**DATA FOR THIS EXERCISE:**

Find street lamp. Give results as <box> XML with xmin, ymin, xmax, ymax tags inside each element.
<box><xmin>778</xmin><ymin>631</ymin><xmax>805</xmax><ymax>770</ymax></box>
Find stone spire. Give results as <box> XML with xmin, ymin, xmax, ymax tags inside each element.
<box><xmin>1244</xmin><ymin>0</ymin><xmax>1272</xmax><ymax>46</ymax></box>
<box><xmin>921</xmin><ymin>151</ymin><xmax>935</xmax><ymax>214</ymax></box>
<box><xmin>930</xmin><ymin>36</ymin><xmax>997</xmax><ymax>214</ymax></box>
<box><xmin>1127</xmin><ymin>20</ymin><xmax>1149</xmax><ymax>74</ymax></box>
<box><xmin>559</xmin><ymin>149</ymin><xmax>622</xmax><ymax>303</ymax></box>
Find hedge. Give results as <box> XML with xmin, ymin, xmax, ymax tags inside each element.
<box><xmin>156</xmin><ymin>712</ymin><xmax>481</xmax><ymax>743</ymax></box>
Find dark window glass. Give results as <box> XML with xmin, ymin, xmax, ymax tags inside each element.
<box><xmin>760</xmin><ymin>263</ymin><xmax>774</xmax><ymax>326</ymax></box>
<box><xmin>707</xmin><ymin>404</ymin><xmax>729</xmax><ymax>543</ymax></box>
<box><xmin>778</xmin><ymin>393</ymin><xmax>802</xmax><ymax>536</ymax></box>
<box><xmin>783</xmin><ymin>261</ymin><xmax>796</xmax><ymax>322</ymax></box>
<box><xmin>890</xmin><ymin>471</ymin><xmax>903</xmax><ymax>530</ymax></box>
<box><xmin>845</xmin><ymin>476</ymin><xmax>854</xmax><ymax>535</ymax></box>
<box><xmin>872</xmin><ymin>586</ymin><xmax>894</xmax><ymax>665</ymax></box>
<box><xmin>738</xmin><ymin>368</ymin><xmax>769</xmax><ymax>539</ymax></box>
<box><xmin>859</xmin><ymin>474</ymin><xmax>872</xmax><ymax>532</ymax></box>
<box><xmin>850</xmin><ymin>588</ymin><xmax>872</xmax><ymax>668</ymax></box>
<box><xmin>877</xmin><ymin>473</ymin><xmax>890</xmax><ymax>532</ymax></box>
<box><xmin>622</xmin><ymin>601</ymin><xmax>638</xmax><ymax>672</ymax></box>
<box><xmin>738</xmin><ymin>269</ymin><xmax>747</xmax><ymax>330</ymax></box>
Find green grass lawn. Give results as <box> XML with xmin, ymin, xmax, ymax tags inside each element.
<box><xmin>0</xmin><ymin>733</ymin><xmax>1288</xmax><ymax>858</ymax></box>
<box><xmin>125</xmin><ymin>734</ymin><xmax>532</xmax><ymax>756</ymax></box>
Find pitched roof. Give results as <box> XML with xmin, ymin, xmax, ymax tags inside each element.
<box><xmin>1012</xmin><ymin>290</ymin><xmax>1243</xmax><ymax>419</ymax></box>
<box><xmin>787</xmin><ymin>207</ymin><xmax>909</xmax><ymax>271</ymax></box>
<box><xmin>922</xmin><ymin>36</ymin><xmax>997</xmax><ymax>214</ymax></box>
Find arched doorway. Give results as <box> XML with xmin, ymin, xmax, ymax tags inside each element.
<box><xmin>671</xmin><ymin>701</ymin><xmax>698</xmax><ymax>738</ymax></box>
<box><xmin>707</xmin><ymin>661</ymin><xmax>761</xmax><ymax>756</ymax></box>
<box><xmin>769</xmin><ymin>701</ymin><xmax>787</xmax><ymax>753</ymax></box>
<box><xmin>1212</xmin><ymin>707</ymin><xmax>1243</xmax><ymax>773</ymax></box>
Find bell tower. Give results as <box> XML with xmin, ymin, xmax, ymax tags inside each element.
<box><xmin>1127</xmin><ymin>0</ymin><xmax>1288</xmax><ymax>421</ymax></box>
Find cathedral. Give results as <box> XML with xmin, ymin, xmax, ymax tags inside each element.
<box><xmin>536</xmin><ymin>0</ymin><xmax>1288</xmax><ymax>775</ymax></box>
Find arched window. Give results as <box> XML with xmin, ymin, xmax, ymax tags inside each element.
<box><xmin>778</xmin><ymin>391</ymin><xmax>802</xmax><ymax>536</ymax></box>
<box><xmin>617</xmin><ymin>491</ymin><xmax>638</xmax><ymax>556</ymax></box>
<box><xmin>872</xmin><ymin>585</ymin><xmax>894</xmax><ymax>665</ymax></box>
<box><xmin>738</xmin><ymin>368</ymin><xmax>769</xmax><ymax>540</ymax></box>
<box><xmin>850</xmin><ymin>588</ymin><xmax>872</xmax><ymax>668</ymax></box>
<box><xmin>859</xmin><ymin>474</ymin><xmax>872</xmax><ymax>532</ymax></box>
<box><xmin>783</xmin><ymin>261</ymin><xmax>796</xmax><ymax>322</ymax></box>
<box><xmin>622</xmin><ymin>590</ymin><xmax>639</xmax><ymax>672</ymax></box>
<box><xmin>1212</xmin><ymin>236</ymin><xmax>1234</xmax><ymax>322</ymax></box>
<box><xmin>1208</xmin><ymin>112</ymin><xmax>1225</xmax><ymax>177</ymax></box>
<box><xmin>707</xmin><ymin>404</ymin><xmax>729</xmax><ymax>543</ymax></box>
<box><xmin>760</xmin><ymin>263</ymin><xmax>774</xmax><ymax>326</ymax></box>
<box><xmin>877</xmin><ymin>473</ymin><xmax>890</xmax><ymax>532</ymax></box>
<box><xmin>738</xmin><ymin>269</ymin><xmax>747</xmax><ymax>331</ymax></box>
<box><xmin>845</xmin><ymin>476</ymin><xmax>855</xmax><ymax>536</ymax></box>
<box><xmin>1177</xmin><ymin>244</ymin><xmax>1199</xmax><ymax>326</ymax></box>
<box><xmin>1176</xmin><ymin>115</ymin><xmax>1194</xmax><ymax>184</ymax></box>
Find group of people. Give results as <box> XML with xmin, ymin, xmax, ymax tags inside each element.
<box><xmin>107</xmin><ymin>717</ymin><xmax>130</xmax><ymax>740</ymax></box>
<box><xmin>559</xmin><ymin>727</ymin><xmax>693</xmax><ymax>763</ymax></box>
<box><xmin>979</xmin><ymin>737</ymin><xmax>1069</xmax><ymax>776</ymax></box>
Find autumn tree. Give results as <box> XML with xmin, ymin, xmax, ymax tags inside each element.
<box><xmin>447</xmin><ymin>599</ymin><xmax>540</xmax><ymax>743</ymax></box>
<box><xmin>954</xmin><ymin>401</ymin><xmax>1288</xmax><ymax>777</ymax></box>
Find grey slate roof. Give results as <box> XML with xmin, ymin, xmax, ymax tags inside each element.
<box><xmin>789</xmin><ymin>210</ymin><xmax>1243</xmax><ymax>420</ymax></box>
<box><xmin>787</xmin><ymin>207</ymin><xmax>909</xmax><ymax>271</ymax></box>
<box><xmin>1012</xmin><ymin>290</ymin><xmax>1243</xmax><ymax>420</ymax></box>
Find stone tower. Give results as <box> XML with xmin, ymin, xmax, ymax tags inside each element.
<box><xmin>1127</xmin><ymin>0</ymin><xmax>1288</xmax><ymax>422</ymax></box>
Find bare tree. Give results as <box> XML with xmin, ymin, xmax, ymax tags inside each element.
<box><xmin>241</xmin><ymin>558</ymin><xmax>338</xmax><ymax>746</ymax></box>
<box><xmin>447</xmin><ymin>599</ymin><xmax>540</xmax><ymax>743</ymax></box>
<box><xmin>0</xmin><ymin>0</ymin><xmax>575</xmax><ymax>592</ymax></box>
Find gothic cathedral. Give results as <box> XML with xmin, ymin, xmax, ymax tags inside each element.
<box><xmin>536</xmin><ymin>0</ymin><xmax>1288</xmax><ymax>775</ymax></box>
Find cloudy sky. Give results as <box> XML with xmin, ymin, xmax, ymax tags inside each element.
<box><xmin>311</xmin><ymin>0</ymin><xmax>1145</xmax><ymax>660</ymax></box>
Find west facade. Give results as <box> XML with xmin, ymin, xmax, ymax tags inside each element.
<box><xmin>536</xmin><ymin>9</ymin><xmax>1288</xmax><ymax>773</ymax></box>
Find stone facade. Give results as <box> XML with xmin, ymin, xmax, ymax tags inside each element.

**GOAL OF THE EXERCISE:** Report how many of the lines above contain the word "arched", giving only the number.

**EXPECTED ANSWER:** 2